The problem
Rewrite the rows from the line with "QA review pass — verify and re-annotate the sea" up to and including the line with "xmin=0 ymin=89 xmax=500 ymax=175", requests and all. Scale every bounding-box coordinate in the answers by 1.85 and round each to a whole number, with halves rounded up, but leave the numbers in the requests and their format samples unchanged.

begin Available data

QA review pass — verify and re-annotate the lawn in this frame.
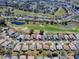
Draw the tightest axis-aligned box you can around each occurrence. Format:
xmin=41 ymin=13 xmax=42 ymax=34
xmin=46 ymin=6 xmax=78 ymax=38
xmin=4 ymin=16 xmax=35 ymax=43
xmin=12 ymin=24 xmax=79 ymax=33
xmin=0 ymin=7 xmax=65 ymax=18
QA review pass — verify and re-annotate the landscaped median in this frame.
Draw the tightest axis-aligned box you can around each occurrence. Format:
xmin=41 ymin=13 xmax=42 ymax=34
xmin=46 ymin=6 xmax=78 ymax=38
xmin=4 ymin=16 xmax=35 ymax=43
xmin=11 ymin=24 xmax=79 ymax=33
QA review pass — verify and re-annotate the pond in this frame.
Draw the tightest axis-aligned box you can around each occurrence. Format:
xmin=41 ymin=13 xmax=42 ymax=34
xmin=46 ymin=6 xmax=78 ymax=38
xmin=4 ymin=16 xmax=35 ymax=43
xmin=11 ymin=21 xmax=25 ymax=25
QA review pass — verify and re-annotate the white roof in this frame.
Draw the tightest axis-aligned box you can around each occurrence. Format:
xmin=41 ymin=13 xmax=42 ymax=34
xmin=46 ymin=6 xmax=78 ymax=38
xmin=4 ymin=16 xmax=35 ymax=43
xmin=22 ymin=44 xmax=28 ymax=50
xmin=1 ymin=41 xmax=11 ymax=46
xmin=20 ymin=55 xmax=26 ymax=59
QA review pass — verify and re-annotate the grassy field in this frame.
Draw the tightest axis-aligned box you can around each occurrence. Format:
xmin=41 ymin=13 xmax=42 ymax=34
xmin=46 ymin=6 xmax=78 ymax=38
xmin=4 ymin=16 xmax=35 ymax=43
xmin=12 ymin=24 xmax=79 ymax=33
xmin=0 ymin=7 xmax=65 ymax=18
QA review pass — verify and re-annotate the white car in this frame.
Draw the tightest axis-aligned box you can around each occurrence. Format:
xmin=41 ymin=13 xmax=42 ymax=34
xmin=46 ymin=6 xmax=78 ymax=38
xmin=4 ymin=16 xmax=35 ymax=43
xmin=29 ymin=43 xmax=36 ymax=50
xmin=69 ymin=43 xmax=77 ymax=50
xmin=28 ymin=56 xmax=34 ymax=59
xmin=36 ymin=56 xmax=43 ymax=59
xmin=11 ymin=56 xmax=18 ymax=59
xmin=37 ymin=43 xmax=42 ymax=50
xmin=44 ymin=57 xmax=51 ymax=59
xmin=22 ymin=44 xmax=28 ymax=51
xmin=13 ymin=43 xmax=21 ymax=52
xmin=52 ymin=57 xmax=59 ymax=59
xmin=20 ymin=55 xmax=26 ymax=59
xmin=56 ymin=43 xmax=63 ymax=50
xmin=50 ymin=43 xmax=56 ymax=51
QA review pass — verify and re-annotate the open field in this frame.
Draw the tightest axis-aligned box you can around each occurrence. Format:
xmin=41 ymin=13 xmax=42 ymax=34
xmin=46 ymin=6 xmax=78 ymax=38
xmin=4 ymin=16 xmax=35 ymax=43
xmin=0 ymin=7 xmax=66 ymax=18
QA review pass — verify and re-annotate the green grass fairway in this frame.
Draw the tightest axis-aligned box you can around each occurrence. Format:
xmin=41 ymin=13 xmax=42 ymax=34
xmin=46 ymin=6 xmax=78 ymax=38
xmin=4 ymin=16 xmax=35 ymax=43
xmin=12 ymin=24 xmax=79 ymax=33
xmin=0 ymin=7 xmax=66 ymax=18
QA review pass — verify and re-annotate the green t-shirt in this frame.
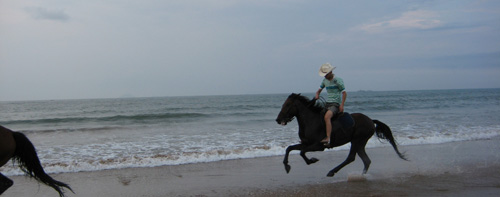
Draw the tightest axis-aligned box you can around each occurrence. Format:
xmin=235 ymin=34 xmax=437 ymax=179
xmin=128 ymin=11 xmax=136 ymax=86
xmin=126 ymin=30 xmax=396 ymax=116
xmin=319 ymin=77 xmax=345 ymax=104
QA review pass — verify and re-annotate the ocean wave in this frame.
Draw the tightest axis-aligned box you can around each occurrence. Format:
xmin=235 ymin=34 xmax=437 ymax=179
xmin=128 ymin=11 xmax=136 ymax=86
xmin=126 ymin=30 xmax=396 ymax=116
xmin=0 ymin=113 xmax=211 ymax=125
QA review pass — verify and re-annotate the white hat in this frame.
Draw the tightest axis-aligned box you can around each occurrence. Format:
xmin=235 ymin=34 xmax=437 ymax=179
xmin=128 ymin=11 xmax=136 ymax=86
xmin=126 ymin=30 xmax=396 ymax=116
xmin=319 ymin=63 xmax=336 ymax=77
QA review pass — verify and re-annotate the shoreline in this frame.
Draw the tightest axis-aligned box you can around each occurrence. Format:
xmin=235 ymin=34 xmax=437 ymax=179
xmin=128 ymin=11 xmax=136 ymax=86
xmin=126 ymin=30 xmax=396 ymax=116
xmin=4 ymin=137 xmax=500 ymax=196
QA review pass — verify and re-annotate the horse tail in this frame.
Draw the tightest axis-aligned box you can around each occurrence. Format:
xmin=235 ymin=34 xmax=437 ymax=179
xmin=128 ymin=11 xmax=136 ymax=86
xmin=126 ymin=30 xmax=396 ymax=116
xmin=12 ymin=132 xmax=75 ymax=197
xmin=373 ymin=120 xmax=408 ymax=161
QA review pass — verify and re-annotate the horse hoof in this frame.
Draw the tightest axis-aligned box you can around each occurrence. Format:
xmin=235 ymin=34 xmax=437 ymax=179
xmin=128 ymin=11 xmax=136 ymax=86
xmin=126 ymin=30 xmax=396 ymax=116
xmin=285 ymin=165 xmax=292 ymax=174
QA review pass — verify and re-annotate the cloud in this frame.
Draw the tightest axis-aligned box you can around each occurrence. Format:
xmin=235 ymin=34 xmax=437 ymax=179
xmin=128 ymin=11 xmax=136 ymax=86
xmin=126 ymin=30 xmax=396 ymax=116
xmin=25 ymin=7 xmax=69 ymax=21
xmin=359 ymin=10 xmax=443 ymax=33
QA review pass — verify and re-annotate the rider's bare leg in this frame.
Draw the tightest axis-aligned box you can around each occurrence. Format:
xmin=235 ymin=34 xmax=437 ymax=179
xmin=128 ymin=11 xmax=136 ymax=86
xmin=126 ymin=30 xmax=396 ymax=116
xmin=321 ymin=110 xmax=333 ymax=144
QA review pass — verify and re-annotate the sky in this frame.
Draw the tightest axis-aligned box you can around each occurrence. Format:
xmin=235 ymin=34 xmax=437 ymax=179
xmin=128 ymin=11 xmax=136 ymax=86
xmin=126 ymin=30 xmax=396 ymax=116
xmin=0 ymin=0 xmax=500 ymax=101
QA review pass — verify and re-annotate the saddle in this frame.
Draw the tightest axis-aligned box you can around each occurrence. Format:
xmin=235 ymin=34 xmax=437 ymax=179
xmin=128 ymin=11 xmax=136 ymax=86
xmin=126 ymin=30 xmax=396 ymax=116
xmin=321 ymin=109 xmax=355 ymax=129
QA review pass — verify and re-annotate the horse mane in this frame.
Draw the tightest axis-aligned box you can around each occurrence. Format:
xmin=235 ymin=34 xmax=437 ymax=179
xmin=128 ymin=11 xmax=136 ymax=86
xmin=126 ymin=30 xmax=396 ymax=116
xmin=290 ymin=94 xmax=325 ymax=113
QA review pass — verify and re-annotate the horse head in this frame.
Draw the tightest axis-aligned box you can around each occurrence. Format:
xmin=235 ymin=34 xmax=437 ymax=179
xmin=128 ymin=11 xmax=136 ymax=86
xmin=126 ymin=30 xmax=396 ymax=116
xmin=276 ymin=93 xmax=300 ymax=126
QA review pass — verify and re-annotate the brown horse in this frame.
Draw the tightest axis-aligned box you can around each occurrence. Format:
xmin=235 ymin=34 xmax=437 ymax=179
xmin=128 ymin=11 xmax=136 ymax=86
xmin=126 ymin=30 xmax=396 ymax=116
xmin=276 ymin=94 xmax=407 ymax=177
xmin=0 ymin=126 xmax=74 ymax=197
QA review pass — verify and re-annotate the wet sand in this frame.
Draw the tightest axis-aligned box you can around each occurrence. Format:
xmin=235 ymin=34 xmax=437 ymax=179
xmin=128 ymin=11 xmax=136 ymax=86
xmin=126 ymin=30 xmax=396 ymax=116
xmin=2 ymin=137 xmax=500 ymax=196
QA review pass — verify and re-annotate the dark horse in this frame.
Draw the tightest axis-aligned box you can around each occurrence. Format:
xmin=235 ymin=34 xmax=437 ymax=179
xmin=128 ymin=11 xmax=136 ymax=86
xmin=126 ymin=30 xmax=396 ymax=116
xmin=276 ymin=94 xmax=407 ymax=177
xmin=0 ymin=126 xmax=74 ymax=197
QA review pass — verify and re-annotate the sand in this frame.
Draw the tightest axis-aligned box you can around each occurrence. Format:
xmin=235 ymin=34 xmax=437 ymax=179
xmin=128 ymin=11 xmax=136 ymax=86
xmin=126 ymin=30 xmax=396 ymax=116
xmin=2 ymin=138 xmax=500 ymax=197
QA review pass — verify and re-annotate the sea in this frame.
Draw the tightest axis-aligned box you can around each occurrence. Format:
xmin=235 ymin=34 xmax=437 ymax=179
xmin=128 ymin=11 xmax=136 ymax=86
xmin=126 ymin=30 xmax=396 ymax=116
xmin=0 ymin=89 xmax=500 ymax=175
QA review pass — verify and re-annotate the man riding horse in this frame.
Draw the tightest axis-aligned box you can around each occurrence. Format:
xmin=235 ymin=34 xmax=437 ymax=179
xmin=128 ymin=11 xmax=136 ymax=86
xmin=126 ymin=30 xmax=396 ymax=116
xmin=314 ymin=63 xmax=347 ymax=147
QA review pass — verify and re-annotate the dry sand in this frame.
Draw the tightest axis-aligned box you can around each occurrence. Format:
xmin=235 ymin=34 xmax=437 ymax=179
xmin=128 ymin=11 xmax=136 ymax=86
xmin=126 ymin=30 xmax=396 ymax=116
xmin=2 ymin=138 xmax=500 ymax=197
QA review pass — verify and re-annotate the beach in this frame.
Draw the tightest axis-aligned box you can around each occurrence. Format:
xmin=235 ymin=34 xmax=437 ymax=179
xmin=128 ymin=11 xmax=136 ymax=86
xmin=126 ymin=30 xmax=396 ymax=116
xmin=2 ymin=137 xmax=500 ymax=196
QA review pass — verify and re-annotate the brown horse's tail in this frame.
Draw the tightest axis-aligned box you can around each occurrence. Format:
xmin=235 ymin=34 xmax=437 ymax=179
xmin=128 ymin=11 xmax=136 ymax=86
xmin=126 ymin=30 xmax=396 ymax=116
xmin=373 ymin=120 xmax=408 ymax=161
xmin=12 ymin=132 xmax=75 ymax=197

end Available data

Result for this exercise
QA review pass — verify and re-annotate the sea in this frame.
Draw the tightest axis-aligned box you can around each occurrence. Format:
xmin=235 ymin=34 xmax=437 ymax=179
xmin=128 ymin=11 xmax=136 ymax=86
xmin=126 ymin=30 xmax=396 ymax=116
xmin=0 ymin=165 xmax=925 ymax=324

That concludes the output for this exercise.